#### Instructions for the task
Switch "photo" to "image" in everything from the line containing "the white panel" down to the end of the items, and reproduce only those lines with nothing else altered. Omit the pictures from your answer.

#### Stored rows
>>

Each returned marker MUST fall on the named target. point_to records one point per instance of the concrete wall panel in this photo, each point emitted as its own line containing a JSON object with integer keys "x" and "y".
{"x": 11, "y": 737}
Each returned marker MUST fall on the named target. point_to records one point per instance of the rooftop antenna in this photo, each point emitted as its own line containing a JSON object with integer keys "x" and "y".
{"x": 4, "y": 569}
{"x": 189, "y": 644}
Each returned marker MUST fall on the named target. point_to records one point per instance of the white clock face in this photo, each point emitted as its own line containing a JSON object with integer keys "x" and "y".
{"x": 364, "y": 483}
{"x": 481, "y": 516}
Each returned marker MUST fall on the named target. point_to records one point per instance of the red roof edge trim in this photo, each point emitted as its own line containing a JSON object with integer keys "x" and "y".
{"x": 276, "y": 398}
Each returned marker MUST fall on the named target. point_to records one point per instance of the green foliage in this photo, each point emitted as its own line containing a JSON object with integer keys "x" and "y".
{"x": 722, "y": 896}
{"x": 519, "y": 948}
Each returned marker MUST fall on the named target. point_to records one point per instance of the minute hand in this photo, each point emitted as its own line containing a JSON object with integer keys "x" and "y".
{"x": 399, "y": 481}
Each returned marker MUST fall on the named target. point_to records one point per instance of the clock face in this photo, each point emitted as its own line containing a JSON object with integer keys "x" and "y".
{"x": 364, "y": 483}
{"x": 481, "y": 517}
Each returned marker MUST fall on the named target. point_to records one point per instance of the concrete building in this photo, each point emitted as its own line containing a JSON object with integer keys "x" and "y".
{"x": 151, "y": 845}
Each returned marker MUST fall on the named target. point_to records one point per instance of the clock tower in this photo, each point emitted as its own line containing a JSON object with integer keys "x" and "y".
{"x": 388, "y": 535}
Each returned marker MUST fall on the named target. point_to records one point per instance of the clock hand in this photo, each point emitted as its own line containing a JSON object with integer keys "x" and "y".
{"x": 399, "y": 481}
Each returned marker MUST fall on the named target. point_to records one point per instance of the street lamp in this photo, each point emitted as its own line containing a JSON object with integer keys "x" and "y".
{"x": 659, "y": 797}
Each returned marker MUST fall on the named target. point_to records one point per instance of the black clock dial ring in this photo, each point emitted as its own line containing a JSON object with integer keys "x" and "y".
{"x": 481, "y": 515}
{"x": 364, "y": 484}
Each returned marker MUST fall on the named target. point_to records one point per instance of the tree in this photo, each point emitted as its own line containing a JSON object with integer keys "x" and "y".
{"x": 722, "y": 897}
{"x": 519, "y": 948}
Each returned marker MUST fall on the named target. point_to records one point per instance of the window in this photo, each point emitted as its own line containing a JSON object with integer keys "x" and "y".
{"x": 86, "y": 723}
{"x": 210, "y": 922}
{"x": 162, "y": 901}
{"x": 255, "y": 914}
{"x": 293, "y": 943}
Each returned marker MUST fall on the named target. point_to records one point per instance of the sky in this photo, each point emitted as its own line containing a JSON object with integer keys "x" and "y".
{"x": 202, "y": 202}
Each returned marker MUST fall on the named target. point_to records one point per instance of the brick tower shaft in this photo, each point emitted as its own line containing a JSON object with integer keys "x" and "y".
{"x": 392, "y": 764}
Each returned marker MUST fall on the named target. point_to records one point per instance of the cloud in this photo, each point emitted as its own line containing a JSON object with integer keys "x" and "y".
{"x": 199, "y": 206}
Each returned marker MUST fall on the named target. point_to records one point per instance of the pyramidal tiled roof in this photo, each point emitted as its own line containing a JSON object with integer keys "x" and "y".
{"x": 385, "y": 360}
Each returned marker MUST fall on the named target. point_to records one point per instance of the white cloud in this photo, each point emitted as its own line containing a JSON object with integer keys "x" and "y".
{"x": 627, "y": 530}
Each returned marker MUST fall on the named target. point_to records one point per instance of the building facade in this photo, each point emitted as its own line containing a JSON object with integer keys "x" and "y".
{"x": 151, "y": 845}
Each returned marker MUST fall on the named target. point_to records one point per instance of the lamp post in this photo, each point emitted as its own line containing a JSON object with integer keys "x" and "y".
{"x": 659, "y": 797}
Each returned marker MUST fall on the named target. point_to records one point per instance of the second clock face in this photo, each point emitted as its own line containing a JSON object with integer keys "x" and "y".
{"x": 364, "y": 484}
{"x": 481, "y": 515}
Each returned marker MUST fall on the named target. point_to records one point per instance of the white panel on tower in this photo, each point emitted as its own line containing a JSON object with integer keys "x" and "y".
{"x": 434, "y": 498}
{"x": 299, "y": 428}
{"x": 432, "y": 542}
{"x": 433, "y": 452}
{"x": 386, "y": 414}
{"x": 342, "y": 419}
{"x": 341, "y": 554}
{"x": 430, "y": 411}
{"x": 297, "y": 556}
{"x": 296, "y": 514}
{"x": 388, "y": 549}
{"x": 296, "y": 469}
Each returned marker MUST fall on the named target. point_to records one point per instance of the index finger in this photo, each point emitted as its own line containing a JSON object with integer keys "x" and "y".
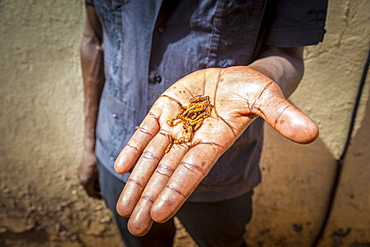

<<

#### Output for this task
Each returned marker MUST fall on the named target. point_to records one point per instance of the white panel on tower in this image, each point emitted as its own line containing a JSON object with integer keys "x" and "y".
{"x": 434, "y": 498}
{"x": 299, "y": 428}
{"x": 432, "y": 542}
{"x": 433, "y": 452}
{"x": 386, "y": 414}
{"x": 342, "y": 419}
{"x": 341, "y": 554}
{"x": 430, "y": 411}
{"x": 297, "y": 556}
{"x": 296, "y": 514}
{"x": 388, "y": 549}
{"x": 296, "y": 469}
Each returned marker MUST fall on the named target. point_to records one point per instance of the index finger in this image, each point emitted as its own line containing a JSON object with integer keys "x" and "y".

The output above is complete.